** Supplied passage **
My doctors inform me this country is ruining my health. It has been a cumbersome winter, and events have left me poorer for it. I go hardly a few seconds without hiccupping. My arteries resemble something like the piping of a bicycle pump left outside for a winter. My stomach can only hold down split-pea soup, weak tea, and lime Jell-O; anything else, I upchuck violently, spraying the detritus out of my mouth like a can of mace.

The human body is a perfect instrument, and thus, I must heed its call, and draw interpretations where my doctors cannot: American news is poisoning me, slowly sapping my bene esse. Have you got me? Yet still I continue. Just for you, the reader.

Every day of the past week has been, to quote Bob Hoskins in “The Long Good Friday,” kind of “like fuckin' Belfast on a bad night.” As the story of the Boston Marathon bombings continues to unfold, at least one thing is clear: the Tsarnaev brothers were stupid, grotesque burn-outs whose great accomplishment in life was to kill four people, one of them a child. They were not terror masterminds; young Dzhokhar, whose Twitter account seems like an extended performance art piece demonstrating the “banality of evil,” ran over his own brother fleeing the Watertown shoot-out, before shooting himself in the mouth – and surviving. Personal accounts of Tamerlan Tsarnaev seem to confirm what photographs only suggest: he was an arrogant prick, a bully, and possibly an experienced killer.

** Work required **
Quote the section of the column that begins with the words containing "My doctors inform" and ends with "you, the reader.". Draw only on the column above.

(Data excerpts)

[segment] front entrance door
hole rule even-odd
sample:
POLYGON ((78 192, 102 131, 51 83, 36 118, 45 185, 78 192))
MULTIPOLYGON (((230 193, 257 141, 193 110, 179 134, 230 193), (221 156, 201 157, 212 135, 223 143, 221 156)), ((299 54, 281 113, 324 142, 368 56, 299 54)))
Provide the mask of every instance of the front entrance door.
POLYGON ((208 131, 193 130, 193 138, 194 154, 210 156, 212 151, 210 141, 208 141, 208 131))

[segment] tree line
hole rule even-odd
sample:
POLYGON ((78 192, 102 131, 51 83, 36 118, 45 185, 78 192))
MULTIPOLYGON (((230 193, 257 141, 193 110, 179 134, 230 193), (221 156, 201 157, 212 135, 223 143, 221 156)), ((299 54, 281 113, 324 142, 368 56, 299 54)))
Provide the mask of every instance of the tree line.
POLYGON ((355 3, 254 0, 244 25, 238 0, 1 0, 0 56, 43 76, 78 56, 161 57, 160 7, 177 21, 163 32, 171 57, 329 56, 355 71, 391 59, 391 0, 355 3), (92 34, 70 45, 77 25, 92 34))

** Your solution **
My doctors inform me this country is ruining my health. It has been a cumbersome winter, and events have left me poorer for it. I go hardly a few seconds without hiccupping. My arteries resemble something like the piping of a bicycle pump left outside for a winter. My stomach can only hold down split-pea soup, weak tea, and lime Jell-O; anything else, I upchuck violently, spraying the detritus out of my mouth like a can of mace.

The human body is a perfect instrument, and thus, I must heed its call, and draw interpretations where my doctors cannot: American news is poisoning me, slowly sapping my bene esse. Have you got me? Yet still I continue. Just for you, the reader.